First model: Using age, gender, admission type and SAPS II score

Second model: Same as above, but with premorbid functional status data

Compared the models using the area under the receiver operating characteristic curve (AUROC)


1827 (11.1%) patients over 80 were admitted to the ICUs studied over the 1 year period

In patients over 80 years old: 43.3% had poor functional status

Poor premorbid functional state increased risk of in hospital death (OR 1.50, 95% CI 1.07-2.10) and 1-year mortality (OR 2.18, 95% CI 1.67 – 2.85)

Hospital mortality (p<0.001)

  • Good functional status: 13.7%
  • Poor functional status: 23.5%

1-year mortality (p<0.001)

  • Good functional status: 25.5%
  • Poor functional status: 47.1%

Poor functional status increased risk of 1-year mortality in:

  • Medical patients (OR 1.82, 95% CI 1.30 – 2.54)
  • Surgical patients (OR 3.55, 95% CI 2.31 – 5.45)

Predictive models

Adding functional status to the models improved prediction of 1 year mortality (AUROC 0.789 vs 0.772; p=0.002)

But it did not improve prediction of hospital mortality (AUROC 0.833 vs 0.830; p = 0.169)

Orders to restrict treatment intensity

  • 3% of elective surgical admissions
  • 25.4% of emergency surgical admissions
  • 33% of medical admissions
    • Poor functional status – 32.3%
    • Good functional status – 13.5%
    • Difference was significant (p<0.001)

Hospital mortality was 55.6% in those with treatment restriction vs 10.8 for those without (p<0.001)

Treatment intensity

Mean daily TISS score (p<0.001)

  • good functional status = 32.0
  • poor functional status = 29.2

Good function patients were treated more intensively

Function in 1-year survivors

Complete data available for 61.1% of patients, partial data for 81.6%

84.2% lived at home at 1 year vs 88.3% prior to admission

Functional status score

  • Score 4/5 or more in 84.4% at baseline
  • Score 4/5 or more in 79.6% at 1 year

77.8% of 1 year survivors scored the same or better at 1 year compared to baseline

  • 84.9% of elective surgery patients
  • 79.3% of emergency surgery patients
  • 70.0% of medical patients


  • Poor premorbid functional status is associated with increased 1-year mortality in patients over the age of 80
  • Poor functional status doubles the odds of death at 1 year
  • This association was stronger in surgical patients (OR 3.5)
  • Most patients that survived to 1 year returned to their baseline functional status

The association of poor premorbid function and poor outcomes was in agreement with other similar studies. However 1 year survival was 50% in other studies (38.2% in this study), and only 50% returned to premorbid function (77.8% in this study).

They attributed the difference in outcomes to the fact that in the other study, elective surgical patients and those admitted for less than 24h were excluded, whereas they were included in this study.

DATA SUPPLIED

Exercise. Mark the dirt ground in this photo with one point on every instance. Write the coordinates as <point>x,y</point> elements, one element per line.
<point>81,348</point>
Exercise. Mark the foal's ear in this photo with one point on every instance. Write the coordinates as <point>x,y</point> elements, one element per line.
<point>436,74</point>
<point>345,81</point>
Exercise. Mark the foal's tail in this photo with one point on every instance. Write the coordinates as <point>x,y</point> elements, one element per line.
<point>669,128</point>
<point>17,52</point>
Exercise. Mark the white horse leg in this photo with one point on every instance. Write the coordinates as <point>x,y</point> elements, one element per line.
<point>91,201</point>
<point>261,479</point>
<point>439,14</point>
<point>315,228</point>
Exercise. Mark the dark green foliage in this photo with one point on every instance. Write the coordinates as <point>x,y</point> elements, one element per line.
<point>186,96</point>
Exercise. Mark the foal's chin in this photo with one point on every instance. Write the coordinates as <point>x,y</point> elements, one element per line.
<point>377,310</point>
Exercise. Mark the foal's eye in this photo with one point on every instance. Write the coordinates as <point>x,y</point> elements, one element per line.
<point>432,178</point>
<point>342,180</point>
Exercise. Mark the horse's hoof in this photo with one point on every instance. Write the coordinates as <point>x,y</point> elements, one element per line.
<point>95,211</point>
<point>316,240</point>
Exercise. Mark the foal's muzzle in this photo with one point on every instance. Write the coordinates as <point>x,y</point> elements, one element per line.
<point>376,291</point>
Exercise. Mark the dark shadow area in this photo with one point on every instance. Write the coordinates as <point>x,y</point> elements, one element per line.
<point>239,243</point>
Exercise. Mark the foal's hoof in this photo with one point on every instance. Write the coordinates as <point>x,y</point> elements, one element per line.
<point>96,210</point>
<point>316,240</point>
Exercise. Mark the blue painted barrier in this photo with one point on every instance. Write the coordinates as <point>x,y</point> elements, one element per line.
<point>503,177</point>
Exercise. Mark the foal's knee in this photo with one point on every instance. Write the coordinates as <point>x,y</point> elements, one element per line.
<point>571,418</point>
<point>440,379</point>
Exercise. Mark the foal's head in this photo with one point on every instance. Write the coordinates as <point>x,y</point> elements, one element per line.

QUESTIONS
(a) List the variables that the study summary says the first model used.
(b) In the study summary, change "emergency surgical admissions" to "urgent surgical admissions" in the passage starting at "Orders to restrict" and ending at "those without (p<0.001)".
(c) According to the study summary, what share of patients over 80 years old had poor functional status?
The items have nothing to do with the study summary.

YOUR WRITTEN ANSWERS
(a) Age, gender, admission type and SAPS II score

(b)
Orders to restrict treatment intensity

  • 3% of elective surgical admissions
  • 25.4% of urgent surgical admissions
  • 33% of medical admissions
    • Poor functional status – 32.3%
    • Good functional status – 13.5%
    • Difference was significant (p<0.001)

Hospital mortality was 55.6% in those with treatment restriction vs 10.8 for those without (p<0.001)

(c) 43.3% had poor functional status.